AIM OF THE EXERCISE: Your copy should hold the lines below from the first through the one that contains "positive clicks: (236, 56)", each retyped exactly, and no pictures.

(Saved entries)
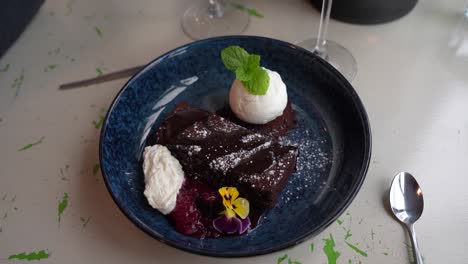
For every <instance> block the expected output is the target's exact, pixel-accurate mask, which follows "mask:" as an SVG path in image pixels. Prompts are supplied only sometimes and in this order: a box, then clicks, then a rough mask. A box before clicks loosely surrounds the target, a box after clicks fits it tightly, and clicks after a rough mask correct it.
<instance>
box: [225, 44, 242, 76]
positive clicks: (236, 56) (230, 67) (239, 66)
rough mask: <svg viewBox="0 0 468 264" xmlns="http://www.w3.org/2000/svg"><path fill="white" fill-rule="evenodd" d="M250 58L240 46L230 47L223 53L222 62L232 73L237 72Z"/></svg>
mask: <svg viewBox="0 0 468 264" xmlns="http://www.w3.org/2000/svg"><path fill="white" fill-rule="evenodd" d="M248 58H249V53H248V52H247V51H245V49H243V48H241V47H239V46H229V47H227V48H225V49H223V50H222V51H221V60H222V61H223V64H224V66H226V68H228V70H230V71H236V70H237V68H239V67H241V66H242V65H244V63H246V62H247V61H248Z"/></svg>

RESULT BELOW:
For every <instance> block the expected output is the target's exact, pixel-accurate mask, which follows "mask:" as an SVG path in image pixels. Prompts are supplied only sometimes and in this order: a box, then clicks, then a rough mask. A box before clicks loosely surrounds the target, a box after clicks fits it tightly, and clicks after a rough mask correct it.
<instance>
box: [225, 44, 242, 76]
positive clicks: (236, 56) (230, 67) (239, 66)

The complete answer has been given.